Task directions:
Copy out all of the items that follow, changing every "Target class" to "Object label" and leaving everything else as it is.

Data entries:

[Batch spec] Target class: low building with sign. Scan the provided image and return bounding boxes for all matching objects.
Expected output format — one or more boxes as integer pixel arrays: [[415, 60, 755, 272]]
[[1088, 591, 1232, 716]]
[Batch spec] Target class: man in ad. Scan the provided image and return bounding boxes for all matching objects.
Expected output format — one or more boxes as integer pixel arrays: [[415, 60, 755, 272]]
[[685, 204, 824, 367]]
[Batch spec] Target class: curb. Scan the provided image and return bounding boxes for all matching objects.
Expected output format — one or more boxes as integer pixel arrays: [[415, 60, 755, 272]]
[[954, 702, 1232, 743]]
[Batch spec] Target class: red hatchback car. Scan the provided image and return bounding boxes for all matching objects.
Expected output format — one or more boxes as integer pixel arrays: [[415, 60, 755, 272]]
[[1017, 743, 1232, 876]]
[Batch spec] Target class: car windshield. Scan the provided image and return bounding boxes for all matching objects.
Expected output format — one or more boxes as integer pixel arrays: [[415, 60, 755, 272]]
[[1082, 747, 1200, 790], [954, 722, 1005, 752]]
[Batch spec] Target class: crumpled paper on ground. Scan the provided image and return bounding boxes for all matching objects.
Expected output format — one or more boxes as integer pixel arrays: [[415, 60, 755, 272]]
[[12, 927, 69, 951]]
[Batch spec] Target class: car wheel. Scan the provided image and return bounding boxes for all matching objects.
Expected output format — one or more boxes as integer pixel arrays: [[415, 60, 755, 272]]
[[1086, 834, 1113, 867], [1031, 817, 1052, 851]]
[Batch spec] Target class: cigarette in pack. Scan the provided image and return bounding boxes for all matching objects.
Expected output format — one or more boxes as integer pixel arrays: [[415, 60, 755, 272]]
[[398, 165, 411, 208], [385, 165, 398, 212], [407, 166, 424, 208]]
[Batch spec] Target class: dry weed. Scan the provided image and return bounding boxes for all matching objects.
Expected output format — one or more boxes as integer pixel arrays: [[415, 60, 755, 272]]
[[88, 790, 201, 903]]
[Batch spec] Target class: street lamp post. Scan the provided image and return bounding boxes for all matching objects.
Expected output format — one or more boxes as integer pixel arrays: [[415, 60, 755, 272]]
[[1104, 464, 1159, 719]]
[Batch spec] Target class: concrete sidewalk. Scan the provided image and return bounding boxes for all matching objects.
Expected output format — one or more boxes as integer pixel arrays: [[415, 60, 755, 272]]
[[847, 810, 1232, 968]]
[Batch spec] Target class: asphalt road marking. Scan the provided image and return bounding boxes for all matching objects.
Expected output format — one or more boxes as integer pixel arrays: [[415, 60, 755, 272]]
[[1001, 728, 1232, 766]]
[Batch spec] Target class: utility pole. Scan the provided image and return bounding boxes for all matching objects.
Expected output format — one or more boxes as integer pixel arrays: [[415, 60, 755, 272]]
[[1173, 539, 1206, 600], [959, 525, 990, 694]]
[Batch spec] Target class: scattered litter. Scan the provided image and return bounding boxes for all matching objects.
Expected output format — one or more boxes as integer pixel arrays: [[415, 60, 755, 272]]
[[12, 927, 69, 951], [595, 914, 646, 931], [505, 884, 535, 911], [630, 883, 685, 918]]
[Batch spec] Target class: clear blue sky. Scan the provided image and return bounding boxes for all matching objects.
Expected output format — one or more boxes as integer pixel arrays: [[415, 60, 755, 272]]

Task response:
[Batch spec] Object label: low building with sign. Scan the provided image and return bounding boxes for all matching objects.
Expected output format — one or more boxes as integer pixel arrays: [[415, 60, 755, 272]]
[[1088, 591, 1232, 716]]
[Batch spec] Object label: man in ad. Scan the provided image and return bounding boxes for all matching objects.
Expected output format — one or more boxes as integer pixel arrays: [[415, 60, 755, 272]]
[[685, 204, 824, 367]]
[Batch spec] Object label: curb. Scan the provided image and return bounding boxes for all matching objects.
Expected output format — one or more boxes as integer pixel arrays: [[415, 60, 755, 272]]
[[954, 702, 1232, 743]]
[Batch spec] Object label: red hatchback car. Scan the provided image and return bounding boxes for all matching objects.
Expected output format — one or more boxes as integer pixel arrays: [[415, 60, 755, 272]]
[[1017, 743, 1232, 876]]
[Batch spec] Object label: car windshield. Scan the provided image and return bounding boxes for all matching objects.
Expected output format — one or more boxes as integer pixel arrays: [[415, 60, 755, 272]]
[[1082, 747, 1200, 790], [954, 722, 1005, 752]]
[Batch spec] Object label: crumpled paper on ground. Scan the provided image and return bounding boxes for all matching objects.
Expected output format — one or more boxes as integer pixel arrays: [[415, 60, 755, 272]]
[[12, 927, 69, 951]]
[Batch spec] Object label: car wheel. Scan the provided image and return bounding boxes for all matching objects.
Expected output format — one or more boxes as integer pixel arrays: [[415, 60, 755, 272]]
[[1086, 834, 1113, 867], [1031, 817, 1052, 851]]
[Batch spec] Object label: cigarette in pack. Scan the provided image and return bounding boxes for all matching objects.
Expected output format — one or more boxes as integer pixel arrays: [[415, 60, 755, 272]]
[[398, 165, 411, 208], [385, 165, 398, 212], [407, 166, 424, 208]]
[Batch spec] Object label: dry weed. Scan the provided image and return bounding boxes for all matching objects.
Expected output format — one or more boxes as integer pixel arrays: [[415, 60, 755, 272]]
[[88, 790, 201, 903]]
[Batch spec] Object label: street lamp post. Scan the provided image and return bounding boxes for all matching objects.
Expected output format — one or more boxes as integer pixel arrays: [[415, 60, 755, 272]]
[[1104, 464, 1159, 719]]
[Batch spec] Object label: concrete sidewalk. Scan the provided image and return bounding boxes for all matching objects.
Expected output format — one or more boxes as integer pixel arrays: [[415, 60, 755, 272]]
[[847, 810, 1232, 968]]
[Batch spec] Object label: asphalt road marking. Scan the provided image and return bounding boxes for all matching objects.
Expected output format — one or more boxes as integer pixel arrays: [[415, 60, 755, 272]]
[[1001, 728, 1232, 766]]
[Batch spec] Object label: utility pole. Scan the provided image and return bounding boxes for all matching objects.
Expected output format — one or more boxes as integer pixel arrays: [[415, 60, 755, 272]]
[[1173, 539, 1206, 600], [959, 525, 990, 694]]
[Batch spec] Object label: scattered litter. Scan the provided image and return bounding boxes for all matching objects.
Expected output format — one or more boxes as integer pixel arrays: [[415, 60, 755, 272]]
[[12, 927, 69, 951], [595, 914, 646, 931], [505, 884, 535, 911], [630, 883, 685, 918]]
[Batch spec] Object label: clear blue sky. Scan the provided image and return bounding boxes for all matching objects.
Expected output format — one or more boxes as integer pixel arrays: [[415, 60, 755, 272]]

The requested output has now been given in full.